Requirement :: Rewrite every line of the items below, leaving the text lines unchanged and scaling each coordinate value by 0.85. Round the scaled values to whole numbers, with halves rounded up.

Provided entries ::
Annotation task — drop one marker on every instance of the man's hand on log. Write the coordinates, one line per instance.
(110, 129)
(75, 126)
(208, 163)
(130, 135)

Result for this task ::
Annotation task — drop one marker on every instance of the man's hand on log. Write the coordinates, one line per instance.
(94, 110)
(64, 107)
(177, 139)
(111, 115)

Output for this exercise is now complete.